▶ _Exercise brief_:
Can you write out the passage on setting up a fine-tuning job word for word, starting with "Then, a page" and going on through "the endpoint project."?

▶ _Text segment_:
Then, a page will appear where you can configure your new fine-tuning experiment. You’ll need to enter the following information:
- Job name
- Model
- Dataset
- W&B project name
- Hyperparameters
Below is an example of a newly configured fine-tuning job named W&B test
. Select ‘Weights & Biases’ as the base model. If you haven’t integrated your W&B API key with your Friendli Suite account yet, you’ll be asked to enter it here. Provide the full name of the W&B model artifact and verify that your integrated W&B account has access to the selected model.
Next, choose the dataset that you have previously uploaded to the endpoint project.
Then, enter a W&B project name to monitor your fine-tuning job. If you provide a project name that already exists, your job will be added to that project. Otherwise, a new W&B project will be automatically created in your integrated W&B account.

▶ _Recorded data_:
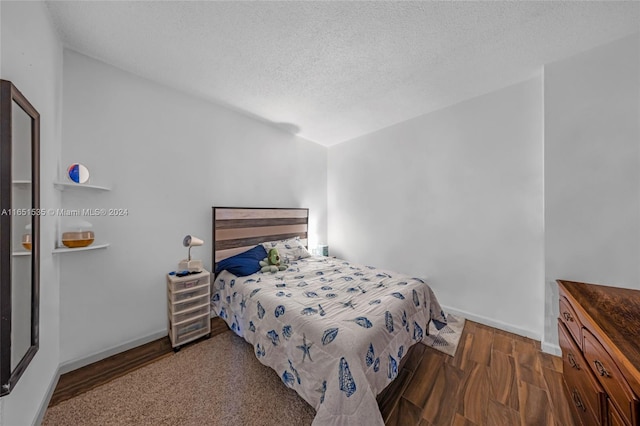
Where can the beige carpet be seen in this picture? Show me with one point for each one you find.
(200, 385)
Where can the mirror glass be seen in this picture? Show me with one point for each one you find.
---
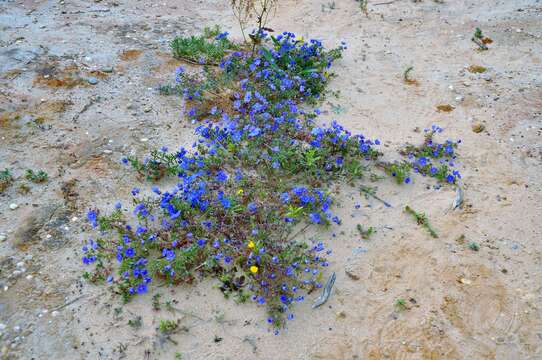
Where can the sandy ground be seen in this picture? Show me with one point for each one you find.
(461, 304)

▶ _Task solution_:
Then, a page will appear where you can configure your new fine-tuning experiment. You’ll need to enter the following information:
- Job name
- Model
- Dataset
- W&B project name
- Hyperparameters
Below is an example of a newly configured fine-tuning job named W&B test
. Select ‘Weights & Biases’ as the base model. If you haven’t integrated your W&B API key with your Friendli Suite account yet, you’ll be asked to enter it here. Provide the full name of the W&B model artifact and verify that your integrated W&B account has access to the selected model.
Next, choose the dataset that you have previously uploaded to the endpoint project.